Special Characters

The French phrase for How are you? is Ça va?. The German phrase for Who are you? is Wie heißt du? And Russian for I speak Russian is Я говорю на русском языке. Each phrase uses letters not found on the standard QWERTY keyboard. If you want to show HTML code, you can't use the standard less-than (<) or greater-than (>) signs as you see them on your keyboard; your browser will read that as actual markup.

So how does one make these characters show up on a screen? You do it through a kind of code called a character reference. There are two types:

  1. Numerical Character Reference (NCR for short)
  2. Character Entity Reference (CER for short)

You may have heard these called entities, but that is incorrect. I'll tell you why when we get to character entity references.

How To Create A Character Reference

Every reference starts and ends with specific characters. The ampersand, or &, starts a character reference. Omit this, and your reference will be interpreted literally, rather than displaying what it's supposed to represent. The semicolon (;) ends the character reference. Omit this, and your browser will be confused about where the character reference is supposed to end; you might get a character (not necessarily the one you want) or simply the reference as plain text (if you've seen pages with &quot all over the place, this is why). Since it comes at the end, a semicolon outside of a character reference is simply rendered as text.

Numerical Character References

Every character has a numeric code—even characters that exist on the QWERTY keyboard , such as the letter d (which is a good thing, because you can't type d on a Russian keyboard). To create a numeric character reference, the ampersand must be followed directly by a number sign (#). If you omit the number sign in a numerical code, you'll likely see the character reference as plain text instead of a character.

There are two types of Numerical Character References: decimal and hexadecimal.

Decimal

Decimal (aka Base 10) is the numbering system we use every day, using the digits 0 - 9. For example, the decimal entity code of d is 100. To write that as a numerical code, you would write &#100;.

• Data rows:
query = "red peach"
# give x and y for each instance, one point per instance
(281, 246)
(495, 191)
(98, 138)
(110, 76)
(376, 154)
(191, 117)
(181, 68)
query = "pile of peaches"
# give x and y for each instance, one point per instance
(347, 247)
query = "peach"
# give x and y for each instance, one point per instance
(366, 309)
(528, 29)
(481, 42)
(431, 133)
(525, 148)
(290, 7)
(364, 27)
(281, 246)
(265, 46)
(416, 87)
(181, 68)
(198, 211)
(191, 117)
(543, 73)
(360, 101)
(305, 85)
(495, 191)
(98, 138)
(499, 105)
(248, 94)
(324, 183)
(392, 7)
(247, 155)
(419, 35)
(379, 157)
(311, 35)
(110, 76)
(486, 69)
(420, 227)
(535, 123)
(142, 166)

• Work to complete:
• 1. According to the page on character references, which character begins every character reference?
• 2. Continue the page on HTML character references from the point where it stops.

• Answers for the tasks:
• 1. The ampersand (&) begins every character reference.

• 2.
Hexadecimal

Hexadecimal—also known as Base 16—is quite common in computing. Base 2—also known as binary—is what computers themselves work with, and 16 is equal to 24, so hexadecimal notation serves quite nicely as a binary shorthand (each hexadecimal digit essentially serves as 4 bits, or binary digits). Hexadecimal digits are: 0, 1, 2, 3, 4, 5, 6, 7, 8, 9, A, B, C, D, E, F. Below is a comparison between Decimal, Hexadecimal, and Binary numbers (the last included to show how Hexadecimal lines up with Binary).

Comparison of Number Systems
Dec Hex Bin Dec Hex Bin Dec Hex Bin Dec Hex Bin Dec Hex Bin
0 0 0 4 4 100 8 8 1000 12 C 1100 16 10 10000
1 1 1 5 5 101 9 9 1001 13 D 1101 17 11 10001
2 2 10 6 6 110 10 A 1010 14 E 1110 18 12 10010
3 3 11 7 7 111 11 B 1011 15 F 1111 19 13 10111

Hexadecimal is used in a system of character encoding called Unicode. In the words of the Unicode Consortium, Unicode is the universal character encoding, maintained by the Unicode Consortium. This encoding standard provides the basis for processing, storage and interchange of text data in any language in all modern software and information technology protocols. (Unicode Consortium, FAQ - Basic Questions).

Unicode codes consist of the characters U+ followed by a series of hexadecimal digits (usually four of them); this is known as a code point. Since 100 in Base 10 is only 64 in Base 16, the Unicode code has additional zeros on the left side of the number, so the code point is U+0064.

When creating an NCR using a Unicode code point, U+ is replaced with &#x; &# means this is an NCR, and the following x means it's a hexadecimal number. Thus, the hexadecimal NCR for d is &#x0064;. A quick definition of each part of that sequence is below:

&
Beginning of reference.
#
The reference is a numeric character reference.
x
The NCR is in hexadecimal notation.
0064
The numerical code itself.
;
End of reference.

If you see that the Unicode code point for a character is U+003E, to use it as an HTML NCR, you would write it as &#x003E;. By the way, the result is >—the greater-than sign.

Just one last note: Unicode code points are four digits long, but you may omit preceding zeros. There's no difference between &#x03C0;, and &#x3C0;—they're both the same entity. However, &#x3C0; and &#x3C; are not: while &#x03C0; and &#x3C0; both refer to the character π (the Greek letter pi), &#x003C, &#x03C; and &#x3C; refer to <.

It is also my habit to use capital letters when writing hexadecimal numbers, though case does not matter; the entity codes &#x3C0; and &#x3c0; both refer to π.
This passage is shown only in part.